# TEKS SUMBER
########################################
“Awali harimu dengan senyuman”.Pagi yang selalu menjadi tumpuan hidup mampu menghadirkan keindahan dalam setiap menit kehidupan, karenanya terdapat kekuatan lebih ketika malam yang hening terpancarkan kemegahan langit dengan melakukan hal yang baik. Hal ini akan menjadi kebiasaaan bagi mereka yang menjadikan pagi semangat dalam melakukan pekerjaan dalam hari.
Pun juga menjadi kebiasaan buruk bagi mereka yang tidak terbiasa bagun pagi seakan baginya sebuah hambatan. Sedangkan seseorang itu dapat dilihat dari paginya ketika bangun dari mimpinya, dimana dia memulai hari yang baru, apakah dengan senyuman, atau dengan hati yang gundah, dan juga dapat dilihat dari waktu bangunnya sebelum shubuh atau setelahnya.
Perbedaan dari kedua waktu tersebuat sangat tampak pada kepribadiannya dalam sehari. Keadaan lebih segar, tenang penuh dengan senyuman dan keindahan ini akan terpancarkan pada diri seseorang yang membiasakan bangun pagi sebelum waktu shubuh dengan berdo’a dan senyuman. Begitu juga sebaliknya ketidak tenangan, keresahan, kegundahan, diri yang terpenuhi keinginan untuk marah entah pada diri sendiri ataupun orang lain, pun akan tampak pada diri yang sering telat bangun pagi.
########################################
# CATATAN YANG DIBERIKAN
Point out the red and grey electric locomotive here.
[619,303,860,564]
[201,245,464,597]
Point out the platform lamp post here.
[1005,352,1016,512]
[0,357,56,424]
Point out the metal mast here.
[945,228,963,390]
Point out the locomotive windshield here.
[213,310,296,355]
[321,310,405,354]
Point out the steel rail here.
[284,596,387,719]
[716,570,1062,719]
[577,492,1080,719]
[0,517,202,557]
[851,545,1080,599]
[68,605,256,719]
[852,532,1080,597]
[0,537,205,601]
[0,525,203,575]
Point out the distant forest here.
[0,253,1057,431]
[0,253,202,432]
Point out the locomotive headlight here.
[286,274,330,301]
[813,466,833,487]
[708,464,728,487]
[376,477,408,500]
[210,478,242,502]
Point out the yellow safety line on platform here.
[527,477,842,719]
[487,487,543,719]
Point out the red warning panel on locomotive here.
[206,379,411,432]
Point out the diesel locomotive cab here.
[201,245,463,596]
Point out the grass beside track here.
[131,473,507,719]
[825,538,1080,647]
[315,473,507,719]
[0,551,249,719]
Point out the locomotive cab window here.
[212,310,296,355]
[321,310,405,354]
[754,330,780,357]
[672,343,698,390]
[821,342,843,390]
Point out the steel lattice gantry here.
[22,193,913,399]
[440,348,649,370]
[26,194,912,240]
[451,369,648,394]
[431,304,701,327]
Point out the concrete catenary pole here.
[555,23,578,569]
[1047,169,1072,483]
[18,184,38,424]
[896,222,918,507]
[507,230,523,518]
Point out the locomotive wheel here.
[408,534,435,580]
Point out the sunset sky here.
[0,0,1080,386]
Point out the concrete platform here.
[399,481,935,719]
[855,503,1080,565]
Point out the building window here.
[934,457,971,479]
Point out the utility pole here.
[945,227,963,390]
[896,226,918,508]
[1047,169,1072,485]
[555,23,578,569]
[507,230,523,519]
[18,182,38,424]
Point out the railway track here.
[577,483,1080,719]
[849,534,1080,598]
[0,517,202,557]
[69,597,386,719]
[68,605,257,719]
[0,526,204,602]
########################################
# TUGAS YANG DIKERJAKAN
1. Tuliskan kembali baris-baris catatan di atas tanpa perubahan sedikit pun. Mulailah dari baris yang memuat "Point out the locomotive headlight here." dan berhentilah setelah baris yang memuat "[934,457,971,479]".
2. Teruskan teks tentang kebiasaan bangun pagi mulai dari kalimat terakhir yang tercantum.

# DAFTAR JAWABAN
1.
Point out the locomotive headlight here.
[286,274,330,301]
[813,466,833,487]
[708,464,728,487]
[376,477,408,500]
[210,478,242,502]
Point out the yellow safety line on platform here.
[527,477,842,719]
[487,487,543,719]
Point out the red warning panel on locomotive here.
[206,379,411,432]
Point out the diesel locomotive cab here.
[201,245,463,596]
Point out the grass beside track here.
[131,473,507,719]
[825,538,1080,647]
[315,473,507,719]
[0,551,249,719]
Point out the locomotive cab window here.
[212,310,296,355]
[321,310,405,354]
[754,330,780,357]
[672,343,698,390]
[821,342,843,390]
Point out the steel lattice gantry here.
[22,193,913,399]
[440,348,649,370]
[26,194,912,240]
[451,369,648,394]
[431,304,701,327]
Point out the concrete catenary pole here.
[555,23,578,569]
[1047,169,1072,483]
[18,184,38,424]
[896,222,918,507]
[507,230,523,518]
Point out the locomotive wheel here.
[408,534,435,580]
Point out the sunset sky here.
[0,0,1080,386]
Point out the concrete platform here.
[399,481,935,719]
[855,503,1080,565]
Point out the building window here.
[934,457,971,479]

2.
Seseorang akan memiliki dan menumbuhkan semangat kembali ketika menyambut pagi dengan senyuman, seakan hidup tanpa beban, meskipun sebenarnya penuh dengan ujian dan musiabah. Sebab dalam dirinya terdapat optimisme dan semangat tinggi bahwa semuanya akan baik-baik saja. Terlebih menyambut pagi dengan ber’doa. Sehingga dalam diri manusia terdapat kekuatan dalam mengahdapi hari yang begitu penuh dengan sandiwara belaka.
Memaksakan diri untuk bangun lebih awal juga termasuk berusaha untuk menjadikan hidup lebih indah dan berwarna. Akan tetapi hal ini juga sulit untuk bisa dilakukan tanpa sebab atau perintah. Sebaiknya untuk memunculkan semangat bangun pagi harus memiliki tujuan dalam hidupnya, misalnya bangun pagi karena biar bisa sholat malam dan membaca al-Qur’an ataupun karena lainnya, sebab dengan sholat malam semua urusan akan lancar, contoh menjadi lulusan siswa terbaik, supaya segera dipertemukan jodohnya, rezekinya lancar dan sebagainya. Intinya dia ingin bangun pagi dengan niat supaya urusannya lancar dan menjadi lulusan siswa terbaik, bukan niat karena Allah. Padahal hidup di dunia ini tidak lain hanya karena Allah, yang segala sesuatunya disandarkan.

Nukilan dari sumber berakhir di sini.